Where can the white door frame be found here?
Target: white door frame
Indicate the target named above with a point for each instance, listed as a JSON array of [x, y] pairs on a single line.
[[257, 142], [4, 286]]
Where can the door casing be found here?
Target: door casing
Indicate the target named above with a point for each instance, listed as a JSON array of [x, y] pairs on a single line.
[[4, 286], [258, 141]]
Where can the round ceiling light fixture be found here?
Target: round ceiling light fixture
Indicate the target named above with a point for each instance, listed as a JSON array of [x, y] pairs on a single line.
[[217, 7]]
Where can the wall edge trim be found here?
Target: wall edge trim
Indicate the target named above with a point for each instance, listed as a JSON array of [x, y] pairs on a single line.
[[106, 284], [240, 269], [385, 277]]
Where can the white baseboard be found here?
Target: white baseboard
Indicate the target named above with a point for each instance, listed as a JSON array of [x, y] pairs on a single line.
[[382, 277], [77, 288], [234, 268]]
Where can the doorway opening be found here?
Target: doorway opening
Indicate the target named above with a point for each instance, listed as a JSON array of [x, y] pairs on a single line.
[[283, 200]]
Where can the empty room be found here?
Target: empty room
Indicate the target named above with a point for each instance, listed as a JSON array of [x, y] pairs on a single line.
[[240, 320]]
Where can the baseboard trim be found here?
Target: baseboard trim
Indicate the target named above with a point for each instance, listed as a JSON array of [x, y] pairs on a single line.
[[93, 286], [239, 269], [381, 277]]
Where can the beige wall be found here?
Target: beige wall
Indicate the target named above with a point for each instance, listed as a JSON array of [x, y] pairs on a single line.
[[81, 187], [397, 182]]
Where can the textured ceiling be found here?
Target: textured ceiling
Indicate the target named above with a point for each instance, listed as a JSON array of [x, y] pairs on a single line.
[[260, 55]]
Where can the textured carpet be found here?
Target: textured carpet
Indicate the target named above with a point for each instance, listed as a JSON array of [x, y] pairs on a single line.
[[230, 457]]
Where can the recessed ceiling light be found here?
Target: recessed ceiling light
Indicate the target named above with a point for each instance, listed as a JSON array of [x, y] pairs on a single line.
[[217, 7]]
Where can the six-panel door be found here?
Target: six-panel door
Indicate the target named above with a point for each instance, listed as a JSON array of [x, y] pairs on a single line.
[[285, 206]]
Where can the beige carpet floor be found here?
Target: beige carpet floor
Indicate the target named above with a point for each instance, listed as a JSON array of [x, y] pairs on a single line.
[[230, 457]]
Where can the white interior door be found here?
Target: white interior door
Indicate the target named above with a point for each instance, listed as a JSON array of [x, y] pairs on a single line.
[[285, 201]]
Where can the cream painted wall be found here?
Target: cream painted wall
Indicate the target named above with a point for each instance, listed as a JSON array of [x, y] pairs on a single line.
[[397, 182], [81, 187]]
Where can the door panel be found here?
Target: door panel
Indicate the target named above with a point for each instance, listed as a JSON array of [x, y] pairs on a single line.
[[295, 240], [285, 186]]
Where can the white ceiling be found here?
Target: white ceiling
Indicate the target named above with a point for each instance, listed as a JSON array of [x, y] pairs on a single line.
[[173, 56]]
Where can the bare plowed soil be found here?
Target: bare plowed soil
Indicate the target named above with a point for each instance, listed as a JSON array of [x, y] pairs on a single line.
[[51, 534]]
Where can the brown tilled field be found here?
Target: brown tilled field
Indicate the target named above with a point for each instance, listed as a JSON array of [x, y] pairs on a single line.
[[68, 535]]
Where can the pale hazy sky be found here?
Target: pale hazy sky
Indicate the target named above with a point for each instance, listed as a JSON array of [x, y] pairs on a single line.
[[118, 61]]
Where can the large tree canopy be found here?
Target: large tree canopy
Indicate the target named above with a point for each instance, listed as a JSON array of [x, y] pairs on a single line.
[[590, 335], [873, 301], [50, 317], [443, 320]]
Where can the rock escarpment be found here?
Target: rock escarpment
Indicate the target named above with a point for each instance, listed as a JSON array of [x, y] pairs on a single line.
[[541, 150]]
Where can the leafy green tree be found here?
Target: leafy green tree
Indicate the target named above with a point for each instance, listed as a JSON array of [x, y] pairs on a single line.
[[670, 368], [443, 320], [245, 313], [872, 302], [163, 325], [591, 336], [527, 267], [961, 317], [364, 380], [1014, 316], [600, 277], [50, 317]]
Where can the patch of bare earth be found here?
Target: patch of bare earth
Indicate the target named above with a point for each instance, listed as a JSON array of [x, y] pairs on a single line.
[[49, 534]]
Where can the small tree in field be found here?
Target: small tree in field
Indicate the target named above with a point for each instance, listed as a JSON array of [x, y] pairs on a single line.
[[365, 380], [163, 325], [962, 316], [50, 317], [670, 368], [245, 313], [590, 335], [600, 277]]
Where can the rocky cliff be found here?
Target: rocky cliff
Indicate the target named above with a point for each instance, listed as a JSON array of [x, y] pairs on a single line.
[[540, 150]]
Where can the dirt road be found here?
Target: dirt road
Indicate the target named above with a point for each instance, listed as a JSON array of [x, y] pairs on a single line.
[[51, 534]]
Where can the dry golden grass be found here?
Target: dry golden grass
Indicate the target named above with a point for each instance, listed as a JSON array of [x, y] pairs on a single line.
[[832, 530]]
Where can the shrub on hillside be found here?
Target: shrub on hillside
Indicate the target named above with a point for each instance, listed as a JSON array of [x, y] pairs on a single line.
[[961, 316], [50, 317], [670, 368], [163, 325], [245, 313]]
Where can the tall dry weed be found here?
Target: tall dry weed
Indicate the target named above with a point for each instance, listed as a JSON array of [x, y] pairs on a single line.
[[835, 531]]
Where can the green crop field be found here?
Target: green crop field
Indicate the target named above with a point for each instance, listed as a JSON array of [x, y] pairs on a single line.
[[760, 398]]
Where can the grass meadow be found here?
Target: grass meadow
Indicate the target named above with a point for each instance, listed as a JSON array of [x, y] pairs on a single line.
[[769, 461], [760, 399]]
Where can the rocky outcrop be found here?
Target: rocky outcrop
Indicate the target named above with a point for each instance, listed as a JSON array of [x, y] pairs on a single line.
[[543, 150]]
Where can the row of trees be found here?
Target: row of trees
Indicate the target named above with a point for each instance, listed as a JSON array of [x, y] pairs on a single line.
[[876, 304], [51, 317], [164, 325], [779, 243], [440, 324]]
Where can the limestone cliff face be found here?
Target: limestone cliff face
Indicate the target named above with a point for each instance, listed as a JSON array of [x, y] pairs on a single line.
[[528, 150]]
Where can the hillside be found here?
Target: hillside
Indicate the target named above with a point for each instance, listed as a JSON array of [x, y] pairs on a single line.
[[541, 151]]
☆ ☆ ☆
- [TASK DETAILS]
Update the data above by replacing each occurrence of "Indicate" with "Mark", and leave every other line unchanged.

- [TASK ANSWER]
Where can the white door frame be found here?
Target: white door frame
Mark the target named above with a point for each instance, listed as a JSON array of [x, y] pairs on a single line.
[[257, 142], [4, 286]]
Where can the door casing be found here?
Target: door casing
Mark the target named above with a point for each instance, listed as a JSON array of [x, y] pairs on a single line.
[[4, 286], [258, 141]]
Where can the round ceiling light fixture be found here?
Target: round ceiling light fixture
Mark the target named above with a point for each instance, listed as a JSON array of [x, y] pairs on a single line.
[[217, 7]]
Where can the wall edge trim be found here?
Target: wall edge trim
Mark the target named above with a point for each instance, listed as a JSON array of [x, y] pairs on a single line.
[[106, 284], [240, 269], [385, 277]]
Where can the white baseboard be found here?
Target: white baseboard
Mark the target named above with a point for each instance, listed as a JSON array of [x, y] pairs on a single line.
[[382, 277], [77, 288], [234, 268]]
Where can the doorway opening be found here?
Target: doorway opening
Mark the target named above with a point for each instance, listed as a JSON array of [x, y] pairs on a single line.
[[283, 200]]
Where can the empty room be found here?
Target: empty room
Mark the target named above with a point for each instance, listed as a JSON array of [x, y] pairs on a single line.
[[240, 320]]
Where can the baseboard trim be found here?
Target: baseboard trim
Mark the target named above with a point for each instance, listed as a JSON array of [x, y] pairs on a single line.
[[93, 286], [239, 269], [381, 277]]
Where can the beige wall be found here?
Target: beige wall
Mark the target named above with a point for each instance, listed as a JSON array of [x, y] pairs on a single line.
[[81, 187], [397, 182]]
Where can the textured ceiling be found here?
Target: textured ceiling
Mark the target named above with a point for each instance, listed as a JSON array of [x, y] pairs on a single line.
[[260, 55]]
Where can the textured carpet be found here?
Target: textured carpet
Mark the target named above with a point for each instance, listed as a JSON array of [x, y] pairs on a single line.
[[230, 457]]
Where can the recessed ceiling light be found here?
Target: recessed ceiling light
Mark the target named above with a point for each instance, listed as a JSON array of [x, y] pairs on a single line.
[[217, 7]]
Where can the six-panel door be found here?
Target: six-panel door
Mark the target named above with a point for each instance, listed as a JSON array of [x, y] pairs on a single line.
[[285, 206]]
Where can the beige carpet floor be found here?
Target: beige carpet floor
Mark the target named above with a point for each instance, listed as a JSON array of [x, y] pairs on a single line.
[[230, 457]]
Where can the white interior door be found here?
Target: white interior door
Mark the target named above with a point for each instance, listed as a JSON array of [x, y] pairs on a single line.
[[285, 201]]
Where can the cream painted wall be found here?
Target: cream painted wall
Mark the target named above with a point for each instance, listed as a JSON array of [x, y] pairs on a single line.
[[397, 182], [81, 187]]
Where can the door panel be found here?
Target: door panel
Mark the target named above with a point for each instance, listed as a JSON array of [x, y] pairs on a single line.
[[295, 240], [285, 186]]
Where can the white ceiling be found here?
Target: white ceiling
Mark the target named above with a point for each instance, listed as a JSON array of [x, y] pairs on a single line.
[[173, 56]]
Where can the bare plowed soil be found here?
Target: bare plowed soil
Mark the target named above with a point for each instance, listed as a JSON array of [x, y] pairs on a single line.
[[51, 534]]
Where can the brown tilled field be found here?
Target: brown tilled field
Mark the target named above with a point for each instance, listed as a JSON array of [x, y] pairs on a single line.
[[68, 535]]
Where can the pale hazy sky be found here?
Target: pale hazy sky
Mark the target named above with a point for each instance, listed as a JSON array of [x, y] pairs on a single line.
[[118, 61]]
Where can the large tree canopy be found here?
Target: large tree canopy
Mark the target named above with a point for each instance, listed as a JSON array of [x, y] pairs on a single line.
[[590, 335], [873, 301], [50, 317], [443, 320]]
Where can the rock escarpment be found here?
Target: rock escarpment
Mark the target named above with a point for each instance, listed as a JSON array of [x, y] pairs on a single line.
[[541, 150]]
Where can the leafy green tree be found here?
Target: leafy green tree
Mark the target named above with a point for each instance, listed as a JSON array of [x, y] pairs on a single line.
[[670, 368], [443, 320], [245, 313], [872, 302], [163, 325], [591, 336], [527, 267], [961, 317], [364, 380], [1014, 316], [600, 277], [50, 317]]
Where can the patch of bare earth be found here?
Target: patch of bare earth
Mark the target named above with a point for each instance, listed as a JSON array of [x, y] pairs on a single line.
[[49, 534]]
Where can the small tree in field be found here?
Target: small tree in field
Mark the target named above with a point for each instance, listed as a JSON array of [x, y] pairs on a single line.
[[365, 380], [163, 325], [962, 316], [50, 317], [670, 368], [245, 313], [590, 335], [600, 277]]
Where can the rocky cliff be found here?
Target: rocky cliff
Mark the target named above with a point for each instance, listed as a JSON array of [x, y] pairs on a single line.
[[540, 150]]
Where can the dirt road be found here?
Target: dirt road
Mark the target named above with a point for each instance, listed as a JSON array of [x, y] pairs on a single line.
[[51, 534]]
Where can the dry golden grass be found here?
Target: dry golden grass
Mark the target named above with a point for each instance, listed as a JSON array of [x, y] pairs on a single line.
[[832, 530]]
Where can the shrub on hillside be found here?
Target: shrub on hillside
Mark the target named above with a point for each instance, listed as a JSON array of [x, y] pairs on a single line.
[[961, 316], [50, 317], [670, 368], [163, 325], [245, 313]]
Where can the tall dry weed be found here?
Target: tall dry weed
Mark the target named above with a point for each instance, listed as a JSON array of [x, y] pairs on a single line.
[[835, 531]]
Where can the green crop field be found here?
Target: green crop field
Mark the target named above with a point for each instance, listed as a JSON array of [x, y] pairs on a single line.
[[760, 398]]
Where can the grass meadow be found here?
Target: grass meadow
Mark the target named above with a point for each instance, listed as a JSON array of [x, y] pairs on a single line.
[[769, 461], [760, 399]]
Where can the rocky outcrop be found here?
Target: rocky outcrop
Mark the target named above with a point for each instance, listed as a JSON array of [x, y] pairs on a single line.
[[543, 150]]
Where can the row of trees be found here?
Target: row of trees
Mark the target named above with a point for each instance, listed as a JSON array of [x, y] pairs on a single line.
[[876, 304], [51, 317], [164, 325], [779, 243], [440, 324]]
Where can the limestone cliff face be found here?
Target: limestone cliff face
Mark the target named above with a point for each instance, listed as a JSON array of [x, y] pairs on a single line.
[[528, 150]]
Where can the hillside be found here?
Target: hillside
Mark the target named above with a point for each instance, listed as a JSON array of [x, y] pairs on a single line.
[[541, 151]]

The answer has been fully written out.